[Records of labeled points]

┄┄┄┄┄┄┄┄┄┄

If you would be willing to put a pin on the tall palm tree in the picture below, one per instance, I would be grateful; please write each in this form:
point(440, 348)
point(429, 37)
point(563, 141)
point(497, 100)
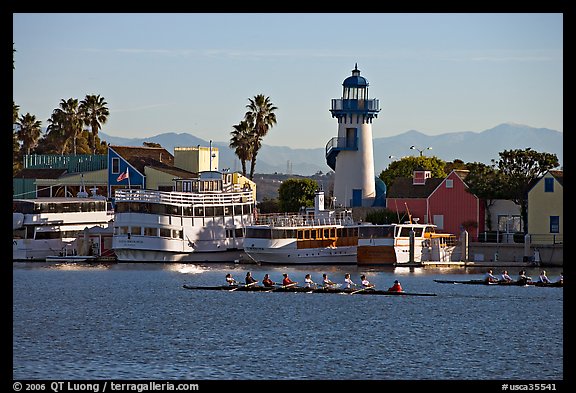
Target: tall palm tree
point(261, 115)
point(94, 114)
point(29, 131)
point(68, 120)
point(241, 142)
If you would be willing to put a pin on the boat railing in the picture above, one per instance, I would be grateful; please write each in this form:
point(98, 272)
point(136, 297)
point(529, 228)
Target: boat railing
point(296, 220)
point(182, 198)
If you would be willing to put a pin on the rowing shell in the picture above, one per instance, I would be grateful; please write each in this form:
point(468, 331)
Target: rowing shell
point(513, 283)
point(309, 290)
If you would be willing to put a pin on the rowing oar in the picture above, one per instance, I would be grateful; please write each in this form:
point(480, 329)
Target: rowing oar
point(360, 290)
point(245, 286)
point(282, 287)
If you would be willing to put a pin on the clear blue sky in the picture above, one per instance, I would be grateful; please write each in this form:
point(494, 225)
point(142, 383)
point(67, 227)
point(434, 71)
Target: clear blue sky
point(435, 73)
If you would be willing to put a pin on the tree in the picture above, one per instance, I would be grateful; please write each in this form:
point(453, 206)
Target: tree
point(94, 113)
point(519, 169)
point(67, 120)
point(296, 193)
point(29, 131)
point(261, 117)
point(406, 166)
point(242, 141)
point(15, 143)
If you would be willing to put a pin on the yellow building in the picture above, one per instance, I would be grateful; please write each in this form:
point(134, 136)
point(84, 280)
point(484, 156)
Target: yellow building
point(546, 208)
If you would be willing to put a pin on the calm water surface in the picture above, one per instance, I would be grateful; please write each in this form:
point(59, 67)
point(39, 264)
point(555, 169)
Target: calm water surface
point(136, 321)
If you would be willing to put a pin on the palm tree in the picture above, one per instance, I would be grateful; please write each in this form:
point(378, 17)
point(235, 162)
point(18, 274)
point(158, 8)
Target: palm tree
point(241, 142)
point(67, 120)
point(261, 115)
point(29, 131)
point(94, 114)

┄┄┄┄┄┄┄┄┄┄

- **What to produce**:
Above are the records; copy exactly the lines from the one with "on the clear" through the final line.

- **The result**:
If you would be willing to put a pin on the clear blue sky in the picture above, one per instance, I would be grateful; please write each in this form:
point(494, 225)
point(142, 383)
point(67, 227)
point(434, 71)
Target: clear blue sky
point(435, 73)
If you would be willing to put a pin on the tree in the picture above, one per instance, I would be grateful; please write each in this form:
point(453, 206)
Target: tree
point(94, 113)
point(519, 169)
point(67, 120)
point(296, 193)
point(29, 131)
point(261, 117)
point(406, 166)
point(242, 141)
point(15, 143)
If you would be willing to put a pin on the yellow building in the picture above, one per instance, I would be grateful; please write each in this form:
point(134, 136)
point(84, 280)
point(484, 156)
Target: yellow building
point(546, 208)
If you would be willing to put a pin on the calm water surface in the picture above, one per instance, I would be grateful; please write each in this form:
point(59, 67)
point(39, 264)
point(555, 169)
Target: calm water surface
point(136, 321)
If you would be willing to put a pin on the palm tree in the picture above, one per instance, I would be grateful; please write each in this form:
point(378, 17)
point(235, 162)
point(18, 274)
point(158, 8)
Target: palm tree
point(241, 142)
point(67, 120)
point(261, 115)
point(29, 131)
point(94, 114)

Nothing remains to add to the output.